Exercise goal:
Transcribe only the part of the listing below that begins at the line containing "If you could spot the dark brown" and runs to its final line, keeping both ends.

Records for the task:
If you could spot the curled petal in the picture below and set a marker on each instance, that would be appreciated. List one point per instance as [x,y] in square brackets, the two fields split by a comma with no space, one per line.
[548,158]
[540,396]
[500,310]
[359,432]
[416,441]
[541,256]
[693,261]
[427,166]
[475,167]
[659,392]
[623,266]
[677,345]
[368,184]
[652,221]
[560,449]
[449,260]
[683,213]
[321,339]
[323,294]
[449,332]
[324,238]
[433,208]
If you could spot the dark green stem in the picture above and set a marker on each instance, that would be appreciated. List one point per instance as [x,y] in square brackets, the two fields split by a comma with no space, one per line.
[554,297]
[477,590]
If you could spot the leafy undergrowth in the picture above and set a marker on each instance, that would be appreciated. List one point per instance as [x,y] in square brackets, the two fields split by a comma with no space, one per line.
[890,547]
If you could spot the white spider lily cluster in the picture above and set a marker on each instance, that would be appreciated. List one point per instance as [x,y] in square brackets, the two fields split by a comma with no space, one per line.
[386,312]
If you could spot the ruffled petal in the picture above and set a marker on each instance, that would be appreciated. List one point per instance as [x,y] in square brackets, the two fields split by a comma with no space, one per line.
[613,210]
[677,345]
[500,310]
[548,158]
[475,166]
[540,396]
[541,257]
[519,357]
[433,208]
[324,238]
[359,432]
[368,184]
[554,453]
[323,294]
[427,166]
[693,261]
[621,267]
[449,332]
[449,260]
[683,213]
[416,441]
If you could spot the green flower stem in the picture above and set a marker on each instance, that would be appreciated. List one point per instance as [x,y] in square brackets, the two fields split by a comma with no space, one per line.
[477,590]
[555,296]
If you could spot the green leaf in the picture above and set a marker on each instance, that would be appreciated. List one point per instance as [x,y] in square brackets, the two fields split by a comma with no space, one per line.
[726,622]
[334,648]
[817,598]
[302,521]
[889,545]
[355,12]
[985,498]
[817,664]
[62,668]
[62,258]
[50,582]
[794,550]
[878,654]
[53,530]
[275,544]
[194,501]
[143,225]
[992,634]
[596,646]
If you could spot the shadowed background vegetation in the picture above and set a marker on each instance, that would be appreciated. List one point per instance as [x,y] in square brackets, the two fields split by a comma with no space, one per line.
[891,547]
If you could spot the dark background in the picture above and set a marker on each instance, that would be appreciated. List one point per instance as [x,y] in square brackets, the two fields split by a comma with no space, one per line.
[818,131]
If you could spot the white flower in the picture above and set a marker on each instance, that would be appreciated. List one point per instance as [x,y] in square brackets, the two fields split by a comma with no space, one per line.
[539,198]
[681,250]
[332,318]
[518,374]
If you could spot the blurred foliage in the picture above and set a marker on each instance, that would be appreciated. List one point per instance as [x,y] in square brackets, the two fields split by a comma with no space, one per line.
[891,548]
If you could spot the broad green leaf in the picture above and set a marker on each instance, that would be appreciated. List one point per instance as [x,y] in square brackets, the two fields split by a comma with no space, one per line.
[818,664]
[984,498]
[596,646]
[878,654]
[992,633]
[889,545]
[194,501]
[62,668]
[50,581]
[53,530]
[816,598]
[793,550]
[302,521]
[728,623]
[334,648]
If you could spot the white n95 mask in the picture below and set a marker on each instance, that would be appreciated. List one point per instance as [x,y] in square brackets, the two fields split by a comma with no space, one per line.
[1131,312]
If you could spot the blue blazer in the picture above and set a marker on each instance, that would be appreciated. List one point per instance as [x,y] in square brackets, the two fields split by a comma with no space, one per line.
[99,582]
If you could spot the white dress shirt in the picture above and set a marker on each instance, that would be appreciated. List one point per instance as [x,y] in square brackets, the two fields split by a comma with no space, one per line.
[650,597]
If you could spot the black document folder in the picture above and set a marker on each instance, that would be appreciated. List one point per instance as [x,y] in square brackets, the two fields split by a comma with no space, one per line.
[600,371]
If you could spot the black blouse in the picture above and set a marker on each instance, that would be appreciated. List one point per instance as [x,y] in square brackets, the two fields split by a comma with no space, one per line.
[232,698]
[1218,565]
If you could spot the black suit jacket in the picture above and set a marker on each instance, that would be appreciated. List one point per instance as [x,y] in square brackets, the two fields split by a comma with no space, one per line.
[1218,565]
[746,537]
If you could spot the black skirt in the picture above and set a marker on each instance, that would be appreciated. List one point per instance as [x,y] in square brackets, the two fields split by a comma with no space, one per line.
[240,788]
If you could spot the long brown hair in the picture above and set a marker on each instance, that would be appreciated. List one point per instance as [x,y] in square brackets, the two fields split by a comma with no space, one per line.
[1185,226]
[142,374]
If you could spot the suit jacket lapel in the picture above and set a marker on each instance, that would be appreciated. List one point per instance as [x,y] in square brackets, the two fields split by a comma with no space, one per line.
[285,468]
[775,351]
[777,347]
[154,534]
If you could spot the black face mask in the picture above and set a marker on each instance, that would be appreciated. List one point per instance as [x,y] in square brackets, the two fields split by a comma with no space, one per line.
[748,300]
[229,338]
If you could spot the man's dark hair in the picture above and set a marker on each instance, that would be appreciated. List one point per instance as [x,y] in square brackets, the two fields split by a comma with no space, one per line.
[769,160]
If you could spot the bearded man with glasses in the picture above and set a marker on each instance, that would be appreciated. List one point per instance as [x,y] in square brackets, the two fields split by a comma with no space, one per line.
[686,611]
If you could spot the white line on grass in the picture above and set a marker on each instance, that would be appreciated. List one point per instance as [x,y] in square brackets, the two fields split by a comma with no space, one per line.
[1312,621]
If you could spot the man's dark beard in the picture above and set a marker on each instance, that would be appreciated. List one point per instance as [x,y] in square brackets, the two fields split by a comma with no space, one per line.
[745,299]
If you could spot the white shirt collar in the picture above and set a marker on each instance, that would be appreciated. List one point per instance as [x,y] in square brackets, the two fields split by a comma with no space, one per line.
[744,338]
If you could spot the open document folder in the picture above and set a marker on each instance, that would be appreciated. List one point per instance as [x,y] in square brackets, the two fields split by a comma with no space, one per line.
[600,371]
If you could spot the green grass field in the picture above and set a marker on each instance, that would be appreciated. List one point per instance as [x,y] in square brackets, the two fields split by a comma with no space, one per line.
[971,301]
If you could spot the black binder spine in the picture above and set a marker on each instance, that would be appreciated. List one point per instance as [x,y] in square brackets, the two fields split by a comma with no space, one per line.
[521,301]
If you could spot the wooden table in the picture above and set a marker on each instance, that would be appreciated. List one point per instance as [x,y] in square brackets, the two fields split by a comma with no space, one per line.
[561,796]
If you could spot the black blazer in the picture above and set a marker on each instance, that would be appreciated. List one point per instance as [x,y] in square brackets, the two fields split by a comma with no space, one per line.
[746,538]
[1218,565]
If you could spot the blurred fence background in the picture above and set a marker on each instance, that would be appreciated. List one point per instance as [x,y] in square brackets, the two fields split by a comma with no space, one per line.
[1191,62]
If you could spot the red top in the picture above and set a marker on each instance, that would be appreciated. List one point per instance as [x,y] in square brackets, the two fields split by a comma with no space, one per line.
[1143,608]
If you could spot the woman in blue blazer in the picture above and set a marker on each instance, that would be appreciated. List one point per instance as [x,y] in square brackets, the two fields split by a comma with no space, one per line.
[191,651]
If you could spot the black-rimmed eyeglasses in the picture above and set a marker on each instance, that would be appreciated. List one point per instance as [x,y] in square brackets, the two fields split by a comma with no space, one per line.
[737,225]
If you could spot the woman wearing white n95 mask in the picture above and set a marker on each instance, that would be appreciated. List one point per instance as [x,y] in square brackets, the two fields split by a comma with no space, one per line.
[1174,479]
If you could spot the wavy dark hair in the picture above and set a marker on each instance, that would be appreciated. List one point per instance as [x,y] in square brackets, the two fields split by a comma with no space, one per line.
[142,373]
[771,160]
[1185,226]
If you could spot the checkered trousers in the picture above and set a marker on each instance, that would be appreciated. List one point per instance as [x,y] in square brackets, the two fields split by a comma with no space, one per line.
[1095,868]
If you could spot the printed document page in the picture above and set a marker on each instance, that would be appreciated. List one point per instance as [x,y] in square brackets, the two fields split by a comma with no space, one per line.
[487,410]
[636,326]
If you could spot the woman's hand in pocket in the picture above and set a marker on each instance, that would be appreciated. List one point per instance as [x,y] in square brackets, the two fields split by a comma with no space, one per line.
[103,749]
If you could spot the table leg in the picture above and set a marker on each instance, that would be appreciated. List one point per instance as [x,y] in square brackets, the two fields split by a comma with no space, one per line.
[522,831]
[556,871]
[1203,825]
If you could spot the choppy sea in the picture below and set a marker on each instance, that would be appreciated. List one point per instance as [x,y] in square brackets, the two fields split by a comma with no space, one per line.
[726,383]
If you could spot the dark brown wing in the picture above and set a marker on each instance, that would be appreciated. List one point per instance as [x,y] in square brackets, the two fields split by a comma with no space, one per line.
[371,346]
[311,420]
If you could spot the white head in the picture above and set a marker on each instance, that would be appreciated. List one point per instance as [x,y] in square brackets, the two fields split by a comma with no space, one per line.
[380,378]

Task output:
If you could spot the dark brown wing in the picture above and set a marker on each instance, that would be appreciated. List one point per instance as [x,y] in square brackets, the two fields split by a comma with no space, one per line.
[371,346]
[311,420]
If you could spot the white head in the picture above and set a marker on each instance, that would be appreciated. List one point per instance as [x,y] in square brackets, the two fields split by a comma with no space, one per line.
[380,378]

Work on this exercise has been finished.